▸ GIVEN PROBLEM: Find each line below that contains the string "cloud", and copy every one of those lines out in full.

[Collection entries]
####################

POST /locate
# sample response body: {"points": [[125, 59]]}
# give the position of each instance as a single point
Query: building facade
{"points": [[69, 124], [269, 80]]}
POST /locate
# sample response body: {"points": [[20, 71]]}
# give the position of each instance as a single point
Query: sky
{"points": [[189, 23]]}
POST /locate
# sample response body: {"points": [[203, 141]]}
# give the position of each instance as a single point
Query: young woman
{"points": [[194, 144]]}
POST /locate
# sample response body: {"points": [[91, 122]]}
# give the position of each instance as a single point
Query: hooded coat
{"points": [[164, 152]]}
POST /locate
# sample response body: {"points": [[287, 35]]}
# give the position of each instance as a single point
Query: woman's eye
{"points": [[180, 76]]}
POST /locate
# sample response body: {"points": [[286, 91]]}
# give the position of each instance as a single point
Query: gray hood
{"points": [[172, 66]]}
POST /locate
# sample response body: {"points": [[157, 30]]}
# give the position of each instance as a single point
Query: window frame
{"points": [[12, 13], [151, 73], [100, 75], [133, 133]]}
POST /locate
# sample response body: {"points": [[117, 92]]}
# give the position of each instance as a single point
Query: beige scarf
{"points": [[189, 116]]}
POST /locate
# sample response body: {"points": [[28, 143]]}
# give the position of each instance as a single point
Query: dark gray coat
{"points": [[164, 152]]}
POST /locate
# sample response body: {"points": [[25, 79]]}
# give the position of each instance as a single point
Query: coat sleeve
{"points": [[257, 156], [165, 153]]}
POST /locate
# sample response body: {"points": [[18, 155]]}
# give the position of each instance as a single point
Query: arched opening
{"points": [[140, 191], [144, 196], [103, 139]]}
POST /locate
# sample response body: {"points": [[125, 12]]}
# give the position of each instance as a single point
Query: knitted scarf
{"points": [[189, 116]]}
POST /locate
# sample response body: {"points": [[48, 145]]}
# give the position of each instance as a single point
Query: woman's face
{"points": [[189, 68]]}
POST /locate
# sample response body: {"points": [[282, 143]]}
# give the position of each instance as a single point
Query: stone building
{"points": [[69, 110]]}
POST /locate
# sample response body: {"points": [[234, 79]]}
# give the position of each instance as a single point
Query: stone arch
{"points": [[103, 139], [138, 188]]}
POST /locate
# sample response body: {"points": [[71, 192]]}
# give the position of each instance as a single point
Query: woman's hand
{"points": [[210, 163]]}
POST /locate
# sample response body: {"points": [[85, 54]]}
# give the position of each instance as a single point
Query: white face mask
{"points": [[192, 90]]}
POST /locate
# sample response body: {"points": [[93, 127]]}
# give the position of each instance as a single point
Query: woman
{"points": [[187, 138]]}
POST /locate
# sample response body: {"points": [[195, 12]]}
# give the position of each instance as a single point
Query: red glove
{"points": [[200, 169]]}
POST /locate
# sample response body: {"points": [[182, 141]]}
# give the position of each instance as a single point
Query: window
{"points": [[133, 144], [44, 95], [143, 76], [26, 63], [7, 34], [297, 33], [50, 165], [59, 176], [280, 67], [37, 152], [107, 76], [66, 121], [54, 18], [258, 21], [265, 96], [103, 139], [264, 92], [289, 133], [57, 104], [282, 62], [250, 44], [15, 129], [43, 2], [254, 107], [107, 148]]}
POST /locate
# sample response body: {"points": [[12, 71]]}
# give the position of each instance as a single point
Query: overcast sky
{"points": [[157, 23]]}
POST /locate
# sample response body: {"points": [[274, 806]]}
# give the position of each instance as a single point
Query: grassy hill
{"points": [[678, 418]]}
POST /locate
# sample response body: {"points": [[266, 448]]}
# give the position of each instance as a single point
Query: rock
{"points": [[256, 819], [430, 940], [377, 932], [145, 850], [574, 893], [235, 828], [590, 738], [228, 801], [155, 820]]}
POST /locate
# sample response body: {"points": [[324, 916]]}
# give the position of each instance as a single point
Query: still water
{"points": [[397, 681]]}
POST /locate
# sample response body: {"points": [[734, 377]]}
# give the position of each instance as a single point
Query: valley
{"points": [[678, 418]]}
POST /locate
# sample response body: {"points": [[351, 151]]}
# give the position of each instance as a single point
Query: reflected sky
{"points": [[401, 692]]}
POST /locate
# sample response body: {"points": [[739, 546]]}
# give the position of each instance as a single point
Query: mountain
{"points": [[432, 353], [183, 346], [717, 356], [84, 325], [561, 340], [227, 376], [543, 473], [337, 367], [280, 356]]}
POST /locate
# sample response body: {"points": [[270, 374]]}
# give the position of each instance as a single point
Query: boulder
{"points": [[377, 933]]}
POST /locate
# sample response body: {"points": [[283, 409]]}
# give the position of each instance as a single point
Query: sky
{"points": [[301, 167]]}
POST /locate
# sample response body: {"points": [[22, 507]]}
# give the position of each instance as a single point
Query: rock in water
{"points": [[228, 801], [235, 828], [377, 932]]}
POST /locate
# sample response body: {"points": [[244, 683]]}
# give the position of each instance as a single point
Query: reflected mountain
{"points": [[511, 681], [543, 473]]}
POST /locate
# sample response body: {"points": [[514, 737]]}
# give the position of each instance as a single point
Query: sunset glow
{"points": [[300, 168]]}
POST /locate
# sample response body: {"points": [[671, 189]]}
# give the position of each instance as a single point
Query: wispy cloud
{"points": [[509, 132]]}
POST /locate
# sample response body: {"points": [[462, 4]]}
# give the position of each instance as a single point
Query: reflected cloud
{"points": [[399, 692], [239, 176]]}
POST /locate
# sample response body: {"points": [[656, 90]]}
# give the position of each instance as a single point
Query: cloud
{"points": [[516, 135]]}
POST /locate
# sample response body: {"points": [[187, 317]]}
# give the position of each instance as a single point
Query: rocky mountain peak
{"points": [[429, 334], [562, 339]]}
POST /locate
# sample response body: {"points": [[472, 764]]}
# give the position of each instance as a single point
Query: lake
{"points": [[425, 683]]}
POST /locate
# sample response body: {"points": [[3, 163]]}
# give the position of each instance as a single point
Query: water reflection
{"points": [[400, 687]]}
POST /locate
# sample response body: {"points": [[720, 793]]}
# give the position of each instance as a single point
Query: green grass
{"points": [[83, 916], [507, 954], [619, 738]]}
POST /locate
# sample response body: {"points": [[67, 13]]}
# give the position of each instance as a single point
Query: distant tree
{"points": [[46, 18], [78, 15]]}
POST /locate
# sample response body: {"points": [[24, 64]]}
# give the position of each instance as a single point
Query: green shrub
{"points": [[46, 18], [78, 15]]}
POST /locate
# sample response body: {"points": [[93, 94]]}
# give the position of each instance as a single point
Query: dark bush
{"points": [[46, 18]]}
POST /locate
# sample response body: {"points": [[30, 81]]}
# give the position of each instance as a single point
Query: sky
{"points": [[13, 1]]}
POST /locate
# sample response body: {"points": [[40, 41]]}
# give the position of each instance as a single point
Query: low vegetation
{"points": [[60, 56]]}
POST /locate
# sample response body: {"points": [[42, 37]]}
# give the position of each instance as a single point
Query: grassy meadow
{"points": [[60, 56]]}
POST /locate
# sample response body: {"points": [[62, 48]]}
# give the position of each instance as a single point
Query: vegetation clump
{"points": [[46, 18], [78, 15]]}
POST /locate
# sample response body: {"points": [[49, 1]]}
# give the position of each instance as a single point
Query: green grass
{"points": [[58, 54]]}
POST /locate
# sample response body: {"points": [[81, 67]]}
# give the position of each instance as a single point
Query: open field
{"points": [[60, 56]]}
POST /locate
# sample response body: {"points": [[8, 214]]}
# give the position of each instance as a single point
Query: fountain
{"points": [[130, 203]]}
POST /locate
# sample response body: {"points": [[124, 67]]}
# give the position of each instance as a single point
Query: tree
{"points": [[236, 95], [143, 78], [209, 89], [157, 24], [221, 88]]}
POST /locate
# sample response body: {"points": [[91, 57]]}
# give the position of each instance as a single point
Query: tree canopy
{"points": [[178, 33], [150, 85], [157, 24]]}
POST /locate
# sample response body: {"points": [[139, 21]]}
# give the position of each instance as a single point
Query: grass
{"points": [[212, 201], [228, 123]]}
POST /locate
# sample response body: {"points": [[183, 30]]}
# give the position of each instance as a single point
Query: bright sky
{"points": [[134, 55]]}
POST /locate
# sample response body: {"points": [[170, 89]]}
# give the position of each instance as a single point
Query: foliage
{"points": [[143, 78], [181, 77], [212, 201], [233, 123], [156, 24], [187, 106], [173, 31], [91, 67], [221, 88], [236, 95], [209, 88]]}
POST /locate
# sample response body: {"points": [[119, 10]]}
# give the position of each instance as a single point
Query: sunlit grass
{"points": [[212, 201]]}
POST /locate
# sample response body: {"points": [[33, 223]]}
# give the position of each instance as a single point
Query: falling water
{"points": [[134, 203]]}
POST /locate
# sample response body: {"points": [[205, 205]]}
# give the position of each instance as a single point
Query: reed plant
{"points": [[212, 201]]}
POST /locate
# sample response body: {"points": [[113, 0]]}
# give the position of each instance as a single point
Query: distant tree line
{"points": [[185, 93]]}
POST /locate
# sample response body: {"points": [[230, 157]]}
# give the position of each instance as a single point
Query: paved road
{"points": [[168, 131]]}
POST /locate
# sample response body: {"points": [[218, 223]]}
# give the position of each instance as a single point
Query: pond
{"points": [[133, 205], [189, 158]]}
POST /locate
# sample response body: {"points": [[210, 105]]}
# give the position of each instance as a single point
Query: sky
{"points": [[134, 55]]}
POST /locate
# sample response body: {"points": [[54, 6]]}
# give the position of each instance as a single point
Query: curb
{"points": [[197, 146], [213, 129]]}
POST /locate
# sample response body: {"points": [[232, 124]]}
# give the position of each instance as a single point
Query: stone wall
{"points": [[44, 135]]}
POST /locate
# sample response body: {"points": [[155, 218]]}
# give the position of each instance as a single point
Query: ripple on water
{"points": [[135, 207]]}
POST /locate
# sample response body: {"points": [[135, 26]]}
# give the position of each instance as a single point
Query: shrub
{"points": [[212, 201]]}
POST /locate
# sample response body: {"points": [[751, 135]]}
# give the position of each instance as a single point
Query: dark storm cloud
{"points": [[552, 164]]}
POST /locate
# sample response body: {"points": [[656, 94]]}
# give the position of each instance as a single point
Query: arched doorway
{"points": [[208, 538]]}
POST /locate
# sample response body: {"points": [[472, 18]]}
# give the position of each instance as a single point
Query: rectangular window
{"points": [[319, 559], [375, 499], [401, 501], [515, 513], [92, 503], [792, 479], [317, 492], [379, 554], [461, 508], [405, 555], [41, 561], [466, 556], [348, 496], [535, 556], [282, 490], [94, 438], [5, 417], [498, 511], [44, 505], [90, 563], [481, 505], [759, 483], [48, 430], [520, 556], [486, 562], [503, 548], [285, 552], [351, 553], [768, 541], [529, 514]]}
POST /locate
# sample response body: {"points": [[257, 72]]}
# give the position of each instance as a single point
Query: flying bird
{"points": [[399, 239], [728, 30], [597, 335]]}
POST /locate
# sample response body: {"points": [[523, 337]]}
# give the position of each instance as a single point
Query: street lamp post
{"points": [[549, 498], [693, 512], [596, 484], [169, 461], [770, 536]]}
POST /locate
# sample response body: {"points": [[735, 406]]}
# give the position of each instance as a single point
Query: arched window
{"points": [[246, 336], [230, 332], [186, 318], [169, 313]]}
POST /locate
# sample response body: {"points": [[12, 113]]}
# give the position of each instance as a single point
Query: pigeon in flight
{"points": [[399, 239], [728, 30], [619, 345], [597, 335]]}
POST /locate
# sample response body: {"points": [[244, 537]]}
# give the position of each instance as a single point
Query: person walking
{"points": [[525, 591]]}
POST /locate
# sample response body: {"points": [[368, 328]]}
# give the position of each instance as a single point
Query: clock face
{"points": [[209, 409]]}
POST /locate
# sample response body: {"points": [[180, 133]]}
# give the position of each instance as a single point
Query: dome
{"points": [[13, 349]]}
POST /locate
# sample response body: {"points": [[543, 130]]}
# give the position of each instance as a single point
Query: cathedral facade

####################

▸ THE RESPONSE:
Query: wispy cloud
Query: reflected cloud
Query: cloud
Query: dark storm cloud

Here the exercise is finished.